Written request: Pick out each line in the material below that contains the word "french", and copy those lines.

Records for the exercise:

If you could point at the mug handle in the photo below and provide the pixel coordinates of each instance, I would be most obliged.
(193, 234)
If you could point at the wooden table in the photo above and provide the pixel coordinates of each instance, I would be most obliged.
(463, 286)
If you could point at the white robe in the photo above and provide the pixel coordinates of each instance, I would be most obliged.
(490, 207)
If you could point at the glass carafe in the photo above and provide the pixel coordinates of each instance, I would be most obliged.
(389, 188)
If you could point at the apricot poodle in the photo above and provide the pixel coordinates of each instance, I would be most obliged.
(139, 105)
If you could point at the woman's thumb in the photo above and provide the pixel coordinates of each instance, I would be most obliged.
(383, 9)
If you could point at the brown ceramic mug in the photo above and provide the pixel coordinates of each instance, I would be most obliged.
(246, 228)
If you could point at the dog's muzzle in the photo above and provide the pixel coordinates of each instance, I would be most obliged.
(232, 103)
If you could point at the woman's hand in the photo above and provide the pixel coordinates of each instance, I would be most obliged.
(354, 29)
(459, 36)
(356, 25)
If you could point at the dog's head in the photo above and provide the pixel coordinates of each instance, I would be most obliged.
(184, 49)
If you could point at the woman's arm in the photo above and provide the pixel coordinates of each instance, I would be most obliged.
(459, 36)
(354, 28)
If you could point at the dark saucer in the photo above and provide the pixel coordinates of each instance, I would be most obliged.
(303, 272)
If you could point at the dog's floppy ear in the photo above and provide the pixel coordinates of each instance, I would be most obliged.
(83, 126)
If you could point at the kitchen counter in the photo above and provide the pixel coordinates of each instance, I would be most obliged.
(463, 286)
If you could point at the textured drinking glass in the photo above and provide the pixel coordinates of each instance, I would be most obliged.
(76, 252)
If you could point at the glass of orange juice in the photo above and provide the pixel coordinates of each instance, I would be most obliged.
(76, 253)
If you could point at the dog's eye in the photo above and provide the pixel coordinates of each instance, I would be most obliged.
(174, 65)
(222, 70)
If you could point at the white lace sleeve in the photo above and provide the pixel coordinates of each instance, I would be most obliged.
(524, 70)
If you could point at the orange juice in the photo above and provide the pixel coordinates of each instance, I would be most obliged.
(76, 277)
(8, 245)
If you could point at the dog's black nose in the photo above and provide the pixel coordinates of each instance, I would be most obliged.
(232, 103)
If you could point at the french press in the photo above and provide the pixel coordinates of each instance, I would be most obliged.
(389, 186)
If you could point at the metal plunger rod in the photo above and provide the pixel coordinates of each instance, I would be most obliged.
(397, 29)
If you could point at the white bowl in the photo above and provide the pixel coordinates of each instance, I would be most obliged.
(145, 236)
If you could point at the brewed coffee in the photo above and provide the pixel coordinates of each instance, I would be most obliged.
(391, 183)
---
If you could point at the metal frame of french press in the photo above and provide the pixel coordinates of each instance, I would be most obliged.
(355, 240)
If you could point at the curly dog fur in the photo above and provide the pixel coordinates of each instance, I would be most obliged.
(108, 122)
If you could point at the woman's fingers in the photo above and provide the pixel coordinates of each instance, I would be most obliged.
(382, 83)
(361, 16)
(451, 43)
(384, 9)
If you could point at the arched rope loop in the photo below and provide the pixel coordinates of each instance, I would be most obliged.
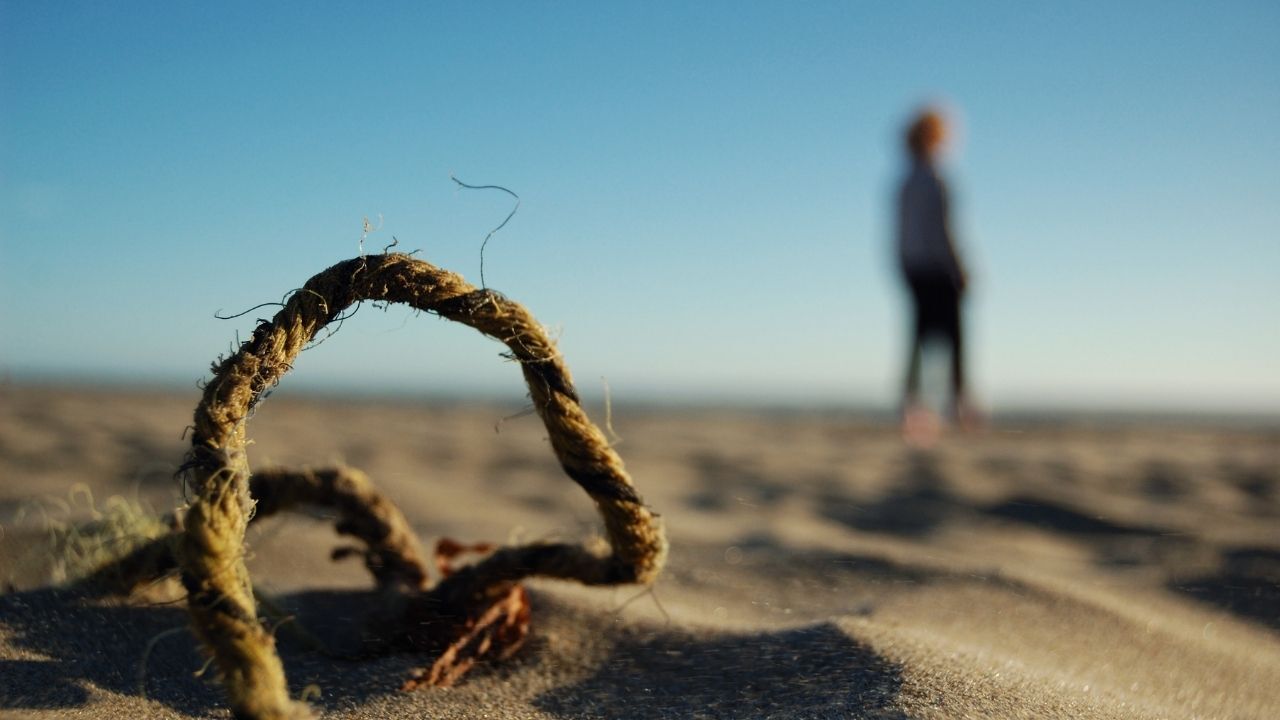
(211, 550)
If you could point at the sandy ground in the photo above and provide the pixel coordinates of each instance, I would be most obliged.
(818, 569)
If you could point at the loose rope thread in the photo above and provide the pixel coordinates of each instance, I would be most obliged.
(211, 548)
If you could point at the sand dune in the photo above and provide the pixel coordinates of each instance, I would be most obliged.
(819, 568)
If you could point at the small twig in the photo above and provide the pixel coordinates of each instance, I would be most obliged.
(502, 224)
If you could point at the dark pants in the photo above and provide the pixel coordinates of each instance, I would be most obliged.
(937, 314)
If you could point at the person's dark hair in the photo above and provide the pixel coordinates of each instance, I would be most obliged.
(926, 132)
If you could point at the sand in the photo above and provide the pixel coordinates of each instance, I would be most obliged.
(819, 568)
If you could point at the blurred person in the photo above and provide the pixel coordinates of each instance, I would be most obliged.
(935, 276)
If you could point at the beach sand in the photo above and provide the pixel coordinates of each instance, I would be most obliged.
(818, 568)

Expected answer:
If you could point at the french press in the photo above and provide the pixel coordinates of each instance, I would be most obliged.
If you could point at the metal frame of french press in the photo above and provide the pixel coordinates of each instance, I would be most obliged.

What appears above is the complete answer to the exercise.